DOCUMENT EXTRACT:
========================================
Health

Is CDC sending premature, mixed message to people who have been vaccinated?

BOSTON — James and Elizabeth Wagner had one thing on their minds after getting immunized against Covid-19 Tuesday at Cape Cod Community College in Barnstable.

“Definitely a haircut,” said Elizabeth.

“I’ve been advised I need a haircut,” agreed James.

That may be the first order of business for the couple. But down the line, they’ve got something more pressing on the agenda: seeing their kids for the first time in more than a year. “We’ve got a daughter in D.C. and a son in Colorado,” James said. “It feels like a weight has been lifted.”

However, the Barretts aren’t taking the yoke off any time soon. Like others who spoke with Boston 25 News at the clinic, staying the course is still on the table, despite the protection conferred by vaccination.

“It’s not quite a ‘Get out of jail free’ card,” James Barrett said. “It’s more like a ‘On your best behavior’ for a few more months.”
========================================
RECORDS PROVIDED:
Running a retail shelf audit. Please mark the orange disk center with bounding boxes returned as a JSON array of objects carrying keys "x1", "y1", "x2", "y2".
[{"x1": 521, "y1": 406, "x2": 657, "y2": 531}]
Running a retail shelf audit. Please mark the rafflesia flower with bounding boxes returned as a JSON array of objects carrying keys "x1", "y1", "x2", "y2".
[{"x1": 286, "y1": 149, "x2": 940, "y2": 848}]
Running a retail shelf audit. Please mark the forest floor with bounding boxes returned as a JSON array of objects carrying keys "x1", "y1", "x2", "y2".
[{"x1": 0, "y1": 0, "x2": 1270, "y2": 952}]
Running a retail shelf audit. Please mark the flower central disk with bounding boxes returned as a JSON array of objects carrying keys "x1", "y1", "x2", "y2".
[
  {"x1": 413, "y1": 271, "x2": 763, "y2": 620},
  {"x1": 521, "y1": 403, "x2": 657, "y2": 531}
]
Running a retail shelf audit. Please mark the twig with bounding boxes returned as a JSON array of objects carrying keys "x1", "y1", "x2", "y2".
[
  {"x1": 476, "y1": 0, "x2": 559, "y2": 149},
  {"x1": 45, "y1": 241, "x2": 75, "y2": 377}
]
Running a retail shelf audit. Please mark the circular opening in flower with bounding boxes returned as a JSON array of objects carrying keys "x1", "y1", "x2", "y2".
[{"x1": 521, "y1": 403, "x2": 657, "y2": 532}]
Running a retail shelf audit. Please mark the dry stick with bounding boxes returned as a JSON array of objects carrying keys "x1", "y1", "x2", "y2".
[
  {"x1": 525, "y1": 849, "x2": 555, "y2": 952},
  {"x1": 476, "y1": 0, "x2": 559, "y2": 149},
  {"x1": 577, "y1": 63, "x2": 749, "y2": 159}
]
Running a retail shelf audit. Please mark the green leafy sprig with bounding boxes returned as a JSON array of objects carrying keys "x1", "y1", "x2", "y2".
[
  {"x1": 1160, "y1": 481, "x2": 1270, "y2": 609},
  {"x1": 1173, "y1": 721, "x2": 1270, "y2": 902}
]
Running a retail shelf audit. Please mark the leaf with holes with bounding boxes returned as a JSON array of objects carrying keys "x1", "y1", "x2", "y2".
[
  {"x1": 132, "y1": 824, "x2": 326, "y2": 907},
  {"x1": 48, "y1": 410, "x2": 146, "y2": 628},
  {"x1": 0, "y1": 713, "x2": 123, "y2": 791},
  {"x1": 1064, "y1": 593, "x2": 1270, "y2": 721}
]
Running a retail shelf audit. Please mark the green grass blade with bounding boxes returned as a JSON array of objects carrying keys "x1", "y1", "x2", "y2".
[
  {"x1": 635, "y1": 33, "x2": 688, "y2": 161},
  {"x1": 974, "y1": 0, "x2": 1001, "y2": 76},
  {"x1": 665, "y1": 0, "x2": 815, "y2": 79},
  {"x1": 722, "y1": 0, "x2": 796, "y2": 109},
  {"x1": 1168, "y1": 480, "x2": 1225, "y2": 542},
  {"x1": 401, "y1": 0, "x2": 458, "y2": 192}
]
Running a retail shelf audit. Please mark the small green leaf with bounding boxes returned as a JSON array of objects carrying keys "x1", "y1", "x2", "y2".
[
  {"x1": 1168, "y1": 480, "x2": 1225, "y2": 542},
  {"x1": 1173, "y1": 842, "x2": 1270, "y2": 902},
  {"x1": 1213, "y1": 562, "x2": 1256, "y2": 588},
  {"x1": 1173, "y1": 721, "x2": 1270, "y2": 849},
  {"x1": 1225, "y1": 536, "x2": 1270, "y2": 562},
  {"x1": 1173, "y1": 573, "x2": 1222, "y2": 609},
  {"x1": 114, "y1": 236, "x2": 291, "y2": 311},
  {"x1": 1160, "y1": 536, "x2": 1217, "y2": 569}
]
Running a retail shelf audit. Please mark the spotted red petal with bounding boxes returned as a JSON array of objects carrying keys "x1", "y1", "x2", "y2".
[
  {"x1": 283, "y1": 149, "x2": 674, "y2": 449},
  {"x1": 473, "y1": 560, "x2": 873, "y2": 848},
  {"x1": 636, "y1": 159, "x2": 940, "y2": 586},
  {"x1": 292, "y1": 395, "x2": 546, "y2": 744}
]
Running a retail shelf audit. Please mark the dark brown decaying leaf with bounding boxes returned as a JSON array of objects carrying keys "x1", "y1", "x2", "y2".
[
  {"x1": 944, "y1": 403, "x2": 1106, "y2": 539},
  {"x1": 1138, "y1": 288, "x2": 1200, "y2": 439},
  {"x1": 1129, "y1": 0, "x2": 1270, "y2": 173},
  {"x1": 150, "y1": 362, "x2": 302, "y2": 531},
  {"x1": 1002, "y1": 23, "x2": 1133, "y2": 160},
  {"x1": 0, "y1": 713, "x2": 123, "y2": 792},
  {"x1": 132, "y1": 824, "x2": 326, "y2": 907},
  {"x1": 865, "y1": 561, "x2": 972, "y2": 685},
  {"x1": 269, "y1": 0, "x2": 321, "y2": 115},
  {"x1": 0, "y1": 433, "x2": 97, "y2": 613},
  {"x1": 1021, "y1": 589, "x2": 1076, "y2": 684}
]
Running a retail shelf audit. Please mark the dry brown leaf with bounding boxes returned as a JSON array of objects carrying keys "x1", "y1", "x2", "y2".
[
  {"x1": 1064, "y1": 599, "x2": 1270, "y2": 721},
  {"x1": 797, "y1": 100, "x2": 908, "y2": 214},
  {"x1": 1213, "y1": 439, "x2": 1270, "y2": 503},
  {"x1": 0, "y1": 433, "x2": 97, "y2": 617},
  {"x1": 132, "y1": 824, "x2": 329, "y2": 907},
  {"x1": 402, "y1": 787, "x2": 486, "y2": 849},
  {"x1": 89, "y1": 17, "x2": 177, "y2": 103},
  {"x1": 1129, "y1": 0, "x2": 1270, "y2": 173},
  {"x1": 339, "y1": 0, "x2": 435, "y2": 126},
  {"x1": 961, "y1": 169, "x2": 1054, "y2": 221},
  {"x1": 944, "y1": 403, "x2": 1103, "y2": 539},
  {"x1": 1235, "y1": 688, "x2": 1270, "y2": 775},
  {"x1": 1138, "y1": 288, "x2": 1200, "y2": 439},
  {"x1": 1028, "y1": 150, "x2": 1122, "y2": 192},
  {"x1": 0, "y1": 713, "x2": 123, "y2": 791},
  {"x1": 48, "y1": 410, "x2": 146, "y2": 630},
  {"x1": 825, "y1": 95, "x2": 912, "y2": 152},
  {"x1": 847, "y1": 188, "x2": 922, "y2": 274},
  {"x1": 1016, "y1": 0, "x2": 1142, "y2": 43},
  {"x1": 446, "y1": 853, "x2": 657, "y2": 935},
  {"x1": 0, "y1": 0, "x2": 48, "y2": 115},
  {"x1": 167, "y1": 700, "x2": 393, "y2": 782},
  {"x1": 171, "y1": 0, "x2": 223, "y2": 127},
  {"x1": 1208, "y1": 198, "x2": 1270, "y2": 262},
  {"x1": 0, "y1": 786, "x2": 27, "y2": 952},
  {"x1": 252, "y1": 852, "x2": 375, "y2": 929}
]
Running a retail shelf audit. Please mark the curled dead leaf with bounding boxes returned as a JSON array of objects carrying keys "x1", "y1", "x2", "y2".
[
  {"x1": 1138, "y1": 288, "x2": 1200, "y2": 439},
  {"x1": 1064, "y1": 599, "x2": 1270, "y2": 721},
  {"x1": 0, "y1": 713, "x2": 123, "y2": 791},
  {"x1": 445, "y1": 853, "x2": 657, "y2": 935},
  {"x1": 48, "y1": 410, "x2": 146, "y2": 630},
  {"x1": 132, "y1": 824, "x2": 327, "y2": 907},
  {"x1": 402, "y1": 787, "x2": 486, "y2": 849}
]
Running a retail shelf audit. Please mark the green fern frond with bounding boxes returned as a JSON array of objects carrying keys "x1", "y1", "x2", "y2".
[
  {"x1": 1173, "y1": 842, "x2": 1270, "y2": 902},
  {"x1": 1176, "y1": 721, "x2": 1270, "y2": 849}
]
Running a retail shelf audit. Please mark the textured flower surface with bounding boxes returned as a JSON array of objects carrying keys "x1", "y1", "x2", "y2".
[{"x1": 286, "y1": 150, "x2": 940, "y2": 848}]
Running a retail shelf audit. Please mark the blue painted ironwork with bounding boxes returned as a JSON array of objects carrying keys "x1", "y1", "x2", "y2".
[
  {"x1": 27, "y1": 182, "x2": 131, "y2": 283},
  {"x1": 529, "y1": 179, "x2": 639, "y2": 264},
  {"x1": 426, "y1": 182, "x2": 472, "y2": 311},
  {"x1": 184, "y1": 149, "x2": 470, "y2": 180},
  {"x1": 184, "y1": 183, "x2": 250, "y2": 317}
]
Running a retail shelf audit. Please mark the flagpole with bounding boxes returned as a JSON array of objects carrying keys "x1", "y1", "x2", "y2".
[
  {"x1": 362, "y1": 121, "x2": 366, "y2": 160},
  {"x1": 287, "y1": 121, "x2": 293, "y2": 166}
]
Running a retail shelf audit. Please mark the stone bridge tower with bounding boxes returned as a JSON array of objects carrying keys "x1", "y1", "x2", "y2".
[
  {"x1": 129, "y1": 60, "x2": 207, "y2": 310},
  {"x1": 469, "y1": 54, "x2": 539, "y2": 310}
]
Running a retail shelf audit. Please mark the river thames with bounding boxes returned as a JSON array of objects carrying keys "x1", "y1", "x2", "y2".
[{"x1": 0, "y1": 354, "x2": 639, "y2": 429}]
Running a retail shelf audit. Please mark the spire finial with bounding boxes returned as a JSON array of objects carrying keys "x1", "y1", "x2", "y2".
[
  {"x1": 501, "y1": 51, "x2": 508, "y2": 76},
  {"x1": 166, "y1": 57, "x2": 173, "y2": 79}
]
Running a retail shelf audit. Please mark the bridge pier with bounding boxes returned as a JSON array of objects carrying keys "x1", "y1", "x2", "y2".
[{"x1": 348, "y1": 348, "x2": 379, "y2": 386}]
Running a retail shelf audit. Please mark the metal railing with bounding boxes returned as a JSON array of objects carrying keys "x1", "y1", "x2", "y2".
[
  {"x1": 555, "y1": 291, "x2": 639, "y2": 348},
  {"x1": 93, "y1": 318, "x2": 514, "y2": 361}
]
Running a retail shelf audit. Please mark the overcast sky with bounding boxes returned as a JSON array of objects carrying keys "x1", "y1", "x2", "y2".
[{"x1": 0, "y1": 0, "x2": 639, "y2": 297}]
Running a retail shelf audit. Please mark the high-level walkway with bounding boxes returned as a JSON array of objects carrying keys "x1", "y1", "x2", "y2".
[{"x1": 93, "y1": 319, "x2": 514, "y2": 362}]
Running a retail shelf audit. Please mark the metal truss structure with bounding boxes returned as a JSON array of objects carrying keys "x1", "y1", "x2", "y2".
========================================
Which places does the vaccination article name? The listing has nothing to do with the vaccination article.

WRITTEN RESPONSE: Boston, Cape Cod Community College, Barnstable, D.C., Colorado